> **MATERIAL PROVIDED**

##########

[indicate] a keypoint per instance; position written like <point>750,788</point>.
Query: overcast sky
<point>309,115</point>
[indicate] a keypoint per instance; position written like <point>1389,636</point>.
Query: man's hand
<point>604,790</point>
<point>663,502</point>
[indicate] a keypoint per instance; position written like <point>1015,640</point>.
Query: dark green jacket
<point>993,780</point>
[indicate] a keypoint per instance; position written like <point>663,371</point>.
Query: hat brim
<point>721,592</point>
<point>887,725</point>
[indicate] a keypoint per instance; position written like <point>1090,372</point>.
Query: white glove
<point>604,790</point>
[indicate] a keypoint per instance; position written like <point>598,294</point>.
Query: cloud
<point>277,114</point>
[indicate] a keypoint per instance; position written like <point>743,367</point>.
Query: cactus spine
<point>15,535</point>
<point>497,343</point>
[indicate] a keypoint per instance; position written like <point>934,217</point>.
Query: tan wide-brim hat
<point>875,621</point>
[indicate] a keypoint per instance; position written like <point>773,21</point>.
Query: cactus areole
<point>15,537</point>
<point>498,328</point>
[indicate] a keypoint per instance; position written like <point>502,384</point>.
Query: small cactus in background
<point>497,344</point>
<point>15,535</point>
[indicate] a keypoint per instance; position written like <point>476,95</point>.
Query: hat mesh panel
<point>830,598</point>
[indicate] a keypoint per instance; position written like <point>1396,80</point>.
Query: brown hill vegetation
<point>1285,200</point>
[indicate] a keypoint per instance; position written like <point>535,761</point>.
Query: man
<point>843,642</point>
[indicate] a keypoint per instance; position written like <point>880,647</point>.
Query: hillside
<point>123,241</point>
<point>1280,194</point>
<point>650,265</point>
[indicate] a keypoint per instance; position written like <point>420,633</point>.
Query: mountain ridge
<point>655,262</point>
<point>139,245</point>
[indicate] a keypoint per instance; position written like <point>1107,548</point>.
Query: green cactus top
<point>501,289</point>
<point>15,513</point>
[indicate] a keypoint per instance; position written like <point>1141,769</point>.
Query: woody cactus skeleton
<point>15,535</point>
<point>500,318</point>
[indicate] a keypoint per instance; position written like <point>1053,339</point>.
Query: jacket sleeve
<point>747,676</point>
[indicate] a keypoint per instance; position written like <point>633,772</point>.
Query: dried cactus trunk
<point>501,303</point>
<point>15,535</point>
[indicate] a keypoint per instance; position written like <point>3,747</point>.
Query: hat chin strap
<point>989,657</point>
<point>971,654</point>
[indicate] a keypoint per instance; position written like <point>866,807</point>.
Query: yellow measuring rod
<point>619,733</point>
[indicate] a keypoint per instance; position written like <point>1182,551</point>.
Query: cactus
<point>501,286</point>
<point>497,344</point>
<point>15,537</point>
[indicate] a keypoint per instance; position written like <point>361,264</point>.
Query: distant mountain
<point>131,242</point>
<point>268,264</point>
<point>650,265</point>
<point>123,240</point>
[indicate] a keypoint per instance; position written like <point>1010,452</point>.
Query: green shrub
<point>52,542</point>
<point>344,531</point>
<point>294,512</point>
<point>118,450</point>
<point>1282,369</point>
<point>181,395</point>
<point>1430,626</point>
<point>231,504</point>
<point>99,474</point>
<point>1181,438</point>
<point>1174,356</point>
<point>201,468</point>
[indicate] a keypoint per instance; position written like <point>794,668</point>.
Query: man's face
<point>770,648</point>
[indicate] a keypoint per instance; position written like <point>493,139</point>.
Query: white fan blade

##########

> **TASK TO COMPLETE**
Your answer must be the lines from the first line of the entries above through the line that contains "written like <point>598,294</point>.", written out exactly.

> **ANSWER SPACE**
[indicate] a keypoint per instance; position written like <point>750,788</point>.
Query: overcast sky
<point>309,115</point>
[indicate] a keypoint per instance; position written like <point>1389,636</point>.
Query: man's hand
<point>604,790</point>
<point>663,502</point>
[indicate] a keypoint per instance; position written like <point>1015,640</point>.
Query: dark green jacket
<point>993,780</point>
[indicate] a keypoint per instance; position written like <point>663,371</point>.
Query: hat brim
<point>721,592</point>
<point>887,725</point>
[indicate] a keypoint per instance; position written like <point>1090,372</point>.
Query: white glove
<point>604,790</point>
[indicate] a keypoint per instance; position written like <point>598,294</point>.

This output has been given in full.